* _Extract_
•••••
After revelations by a Wall Street Journal investigation that over a hundred Federal Judges had financial conflicts in cases they made rulings on – a violation of a 1974 law prohibiting such conduct.
The WSJ investigation analyzed cases and stock holdings by Judges to discover irregularities, and they found them to be almost everywhere.
The Journal found judges failing to disqualify themselves as required in every region of the country. They included judges appointed by nearly every president from Lyndon Johnson to Donald Trump.–Wall Street Journal
But were these conflicts significant to the outcomes? The Journal continues:
When there were contested motions in cases involving companies the judges had a financial stake in, two out of three of their rulings on the motions were in favor of those companies.
Justice John Roberts addressed these issues exposed by the WSJ:
“Let me be crystal clear: the Judiciary takes this matter seriously. We expect judges to adhere to the highest standards, and those judges violated an ethics rule,” the chief justice said in his year-end report, which traditionally is published on Dec. 31 and includes statistics regarding the federal courts’ caseload.
•••••
* _Entries supplied_
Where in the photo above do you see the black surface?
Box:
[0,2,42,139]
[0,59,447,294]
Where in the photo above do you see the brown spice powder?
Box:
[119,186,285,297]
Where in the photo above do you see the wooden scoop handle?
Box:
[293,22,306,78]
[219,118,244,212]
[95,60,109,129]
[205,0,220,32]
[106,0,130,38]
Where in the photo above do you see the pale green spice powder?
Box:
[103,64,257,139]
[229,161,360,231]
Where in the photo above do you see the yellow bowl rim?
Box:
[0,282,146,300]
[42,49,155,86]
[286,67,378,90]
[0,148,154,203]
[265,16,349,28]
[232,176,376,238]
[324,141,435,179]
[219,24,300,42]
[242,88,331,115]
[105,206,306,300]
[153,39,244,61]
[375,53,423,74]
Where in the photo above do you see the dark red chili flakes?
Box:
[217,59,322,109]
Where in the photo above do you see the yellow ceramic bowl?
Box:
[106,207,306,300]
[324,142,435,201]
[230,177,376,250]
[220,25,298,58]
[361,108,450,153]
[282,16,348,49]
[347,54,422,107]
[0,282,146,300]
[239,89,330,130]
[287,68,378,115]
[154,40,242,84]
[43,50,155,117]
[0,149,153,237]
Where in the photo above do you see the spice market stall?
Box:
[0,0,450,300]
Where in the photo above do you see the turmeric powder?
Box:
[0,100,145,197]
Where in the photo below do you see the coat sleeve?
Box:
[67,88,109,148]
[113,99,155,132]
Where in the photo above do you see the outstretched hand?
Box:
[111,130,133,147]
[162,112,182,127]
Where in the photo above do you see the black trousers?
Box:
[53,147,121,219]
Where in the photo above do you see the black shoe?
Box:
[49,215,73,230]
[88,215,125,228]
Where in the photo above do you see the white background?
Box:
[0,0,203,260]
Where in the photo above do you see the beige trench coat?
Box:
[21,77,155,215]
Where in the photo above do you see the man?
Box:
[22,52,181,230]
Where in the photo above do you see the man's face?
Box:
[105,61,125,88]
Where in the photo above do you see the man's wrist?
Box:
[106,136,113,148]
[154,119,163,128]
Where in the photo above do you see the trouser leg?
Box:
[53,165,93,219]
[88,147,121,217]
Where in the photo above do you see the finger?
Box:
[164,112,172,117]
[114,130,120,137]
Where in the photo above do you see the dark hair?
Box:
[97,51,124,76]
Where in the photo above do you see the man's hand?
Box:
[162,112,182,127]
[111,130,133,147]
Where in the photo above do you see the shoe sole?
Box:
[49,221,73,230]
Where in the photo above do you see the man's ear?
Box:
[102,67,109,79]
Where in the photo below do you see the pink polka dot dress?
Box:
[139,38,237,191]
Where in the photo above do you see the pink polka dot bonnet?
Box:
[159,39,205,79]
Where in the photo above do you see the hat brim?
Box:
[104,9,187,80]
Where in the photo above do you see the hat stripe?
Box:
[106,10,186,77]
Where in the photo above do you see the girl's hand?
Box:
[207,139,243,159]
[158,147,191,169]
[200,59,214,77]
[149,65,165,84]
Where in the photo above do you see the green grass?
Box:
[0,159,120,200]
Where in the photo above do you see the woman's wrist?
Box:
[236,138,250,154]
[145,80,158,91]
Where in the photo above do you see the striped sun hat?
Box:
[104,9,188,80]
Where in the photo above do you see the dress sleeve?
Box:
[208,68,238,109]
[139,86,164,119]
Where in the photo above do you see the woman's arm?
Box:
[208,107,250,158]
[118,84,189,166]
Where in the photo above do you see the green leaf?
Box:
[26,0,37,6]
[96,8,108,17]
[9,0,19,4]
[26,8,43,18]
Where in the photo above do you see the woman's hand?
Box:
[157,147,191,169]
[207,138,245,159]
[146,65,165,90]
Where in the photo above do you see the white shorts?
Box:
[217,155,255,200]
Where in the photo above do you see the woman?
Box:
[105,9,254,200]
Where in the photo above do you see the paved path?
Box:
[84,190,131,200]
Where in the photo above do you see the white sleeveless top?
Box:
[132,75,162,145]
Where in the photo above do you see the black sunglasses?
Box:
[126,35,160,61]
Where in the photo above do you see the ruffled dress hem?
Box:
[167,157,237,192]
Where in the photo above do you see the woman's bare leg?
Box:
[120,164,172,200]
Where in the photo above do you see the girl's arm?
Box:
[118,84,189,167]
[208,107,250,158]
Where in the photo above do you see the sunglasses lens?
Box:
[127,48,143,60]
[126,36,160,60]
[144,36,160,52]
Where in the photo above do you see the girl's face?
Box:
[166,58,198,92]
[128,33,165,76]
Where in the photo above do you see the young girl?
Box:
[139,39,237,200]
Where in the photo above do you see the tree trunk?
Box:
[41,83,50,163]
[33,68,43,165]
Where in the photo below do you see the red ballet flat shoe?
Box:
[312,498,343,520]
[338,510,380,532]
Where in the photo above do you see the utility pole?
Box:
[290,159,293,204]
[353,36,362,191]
•••••
* _Set tasks_
A – Reproduce the article on judicial conflicts from "The Journal found" to "of those companies.", substituting "filings" for "motions" throughout.
B – List every person named in the article on judicial conflicts.

* _Solved problems_
A –
The Journal found judges failing to disqualify themselves as required in every region of the country. They included judges appointed by nearly every president from Lyndon Johnson to Donald Trump.–Wall Street Journal
But were these conflicts significant to the outcomes? The Journal continues:
When there were contested filings in cases involving companies the judges had a financial stake in, two out of three of their rulings on the filings were in favor of those companies.

B –
Lyndon Johnson
Donald Trump
John Roberts